[START]
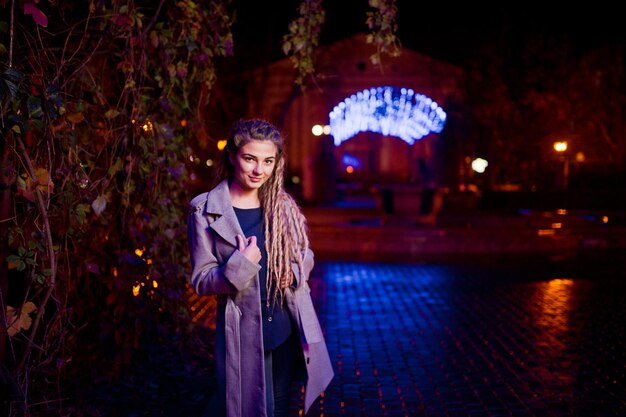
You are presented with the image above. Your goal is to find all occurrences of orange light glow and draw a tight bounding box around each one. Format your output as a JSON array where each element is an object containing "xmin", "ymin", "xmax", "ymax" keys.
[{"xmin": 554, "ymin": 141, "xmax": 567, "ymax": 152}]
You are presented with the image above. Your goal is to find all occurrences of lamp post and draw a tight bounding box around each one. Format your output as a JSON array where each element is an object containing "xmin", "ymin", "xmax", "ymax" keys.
[END]
[START]
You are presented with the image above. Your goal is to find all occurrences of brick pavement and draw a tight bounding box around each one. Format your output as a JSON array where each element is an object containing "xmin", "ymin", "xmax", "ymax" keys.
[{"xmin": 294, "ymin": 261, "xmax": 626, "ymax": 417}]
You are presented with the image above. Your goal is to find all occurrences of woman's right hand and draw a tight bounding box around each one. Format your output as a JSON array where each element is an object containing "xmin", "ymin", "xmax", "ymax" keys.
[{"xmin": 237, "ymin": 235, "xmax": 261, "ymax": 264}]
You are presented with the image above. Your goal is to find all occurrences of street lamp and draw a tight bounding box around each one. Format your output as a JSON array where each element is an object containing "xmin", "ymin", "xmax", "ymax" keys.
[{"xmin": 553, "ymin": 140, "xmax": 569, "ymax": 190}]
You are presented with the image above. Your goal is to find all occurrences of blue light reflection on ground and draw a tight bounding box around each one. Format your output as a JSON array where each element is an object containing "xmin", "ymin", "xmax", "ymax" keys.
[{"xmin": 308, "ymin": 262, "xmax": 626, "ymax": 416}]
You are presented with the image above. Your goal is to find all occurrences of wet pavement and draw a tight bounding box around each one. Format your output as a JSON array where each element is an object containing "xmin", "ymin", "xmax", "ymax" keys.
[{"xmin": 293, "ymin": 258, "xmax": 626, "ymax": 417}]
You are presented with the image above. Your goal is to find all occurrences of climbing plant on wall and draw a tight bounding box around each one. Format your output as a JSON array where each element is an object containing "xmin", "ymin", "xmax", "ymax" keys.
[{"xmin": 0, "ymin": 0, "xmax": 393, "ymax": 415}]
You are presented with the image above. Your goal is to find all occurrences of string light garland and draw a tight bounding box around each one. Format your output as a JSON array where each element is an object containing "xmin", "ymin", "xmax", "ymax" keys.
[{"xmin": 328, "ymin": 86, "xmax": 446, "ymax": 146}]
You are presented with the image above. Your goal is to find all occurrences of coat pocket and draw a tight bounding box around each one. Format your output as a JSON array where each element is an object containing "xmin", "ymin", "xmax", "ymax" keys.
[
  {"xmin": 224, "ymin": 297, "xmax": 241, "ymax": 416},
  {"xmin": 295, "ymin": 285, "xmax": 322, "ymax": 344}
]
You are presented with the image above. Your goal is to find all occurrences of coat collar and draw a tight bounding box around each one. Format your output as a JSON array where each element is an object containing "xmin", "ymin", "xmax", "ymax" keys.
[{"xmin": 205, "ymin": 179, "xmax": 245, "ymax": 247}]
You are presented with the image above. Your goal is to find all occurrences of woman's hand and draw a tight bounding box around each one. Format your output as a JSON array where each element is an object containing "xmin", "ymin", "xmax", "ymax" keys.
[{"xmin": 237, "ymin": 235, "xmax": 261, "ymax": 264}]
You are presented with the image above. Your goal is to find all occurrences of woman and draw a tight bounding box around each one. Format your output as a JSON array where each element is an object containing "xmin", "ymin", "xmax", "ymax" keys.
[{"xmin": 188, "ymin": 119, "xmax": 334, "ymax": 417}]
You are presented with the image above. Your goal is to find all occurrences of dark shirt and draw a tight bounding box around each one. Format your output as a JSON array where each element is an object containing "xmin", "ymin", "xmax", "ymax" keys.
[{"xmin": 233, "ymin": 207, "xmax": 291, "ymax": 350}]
[END]
[START]
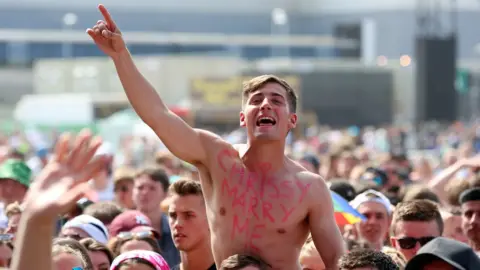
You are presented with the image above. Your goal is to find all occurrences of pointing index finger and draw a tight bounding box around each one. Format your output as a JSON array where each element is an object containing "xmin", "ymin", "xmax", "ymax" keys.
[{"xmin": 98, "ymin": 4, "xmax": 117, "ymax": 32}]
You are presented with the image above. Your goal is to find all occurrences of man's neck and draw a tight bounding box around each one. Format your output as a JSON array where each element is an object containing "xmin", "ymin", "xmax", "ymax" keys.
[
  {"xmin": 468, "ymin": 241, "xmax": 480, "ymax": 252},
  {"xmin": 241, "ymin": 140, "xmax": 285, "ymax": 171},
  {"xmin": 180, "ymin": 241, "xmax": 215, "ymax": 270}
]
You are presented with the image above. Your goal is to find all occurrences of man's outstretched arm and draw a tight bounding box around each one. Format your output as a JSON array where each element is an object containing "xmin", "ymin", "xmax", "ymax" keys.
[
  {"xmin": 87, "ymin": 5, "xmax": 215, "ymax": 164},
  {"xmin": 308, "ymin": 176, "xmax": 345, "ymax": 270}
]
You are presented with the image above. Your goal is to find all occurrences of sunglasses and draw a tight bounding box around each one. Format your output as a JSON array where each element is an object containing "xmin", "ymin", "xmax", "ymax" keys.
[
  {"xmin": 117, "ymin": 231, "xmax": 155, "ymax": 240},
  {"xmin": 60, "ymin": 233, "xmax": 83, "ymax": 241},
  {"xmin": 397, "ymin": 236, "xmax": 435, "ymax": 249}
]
[END]
**SET TASK**
Rewrite the records starting with the line that contains "occurrences of orange" and going on through the line that contains "occurrences of lamp", with "bounding box" changed to "rectangle" and all else left as it stands.

**FULL ANSWER**
You are presented with the image above. Your goal is to find all occurrences of orange light glow and draw a tight rectangle around each one. Format your output as a JSON array where each element is an object containing "xmin", "ymin", "xmax", "ymax" keys.
[{"xmin": 554, "ymin": 141, "xmax": 567, "ymax": 152}]
You are presented with the image above. Your goal is to find all occurrences of lamp post and draw a tight rectangle around each one. Format your output as a JSON array where each element is an object containing "xmin", "ymin", "xmax", "ymax" keys.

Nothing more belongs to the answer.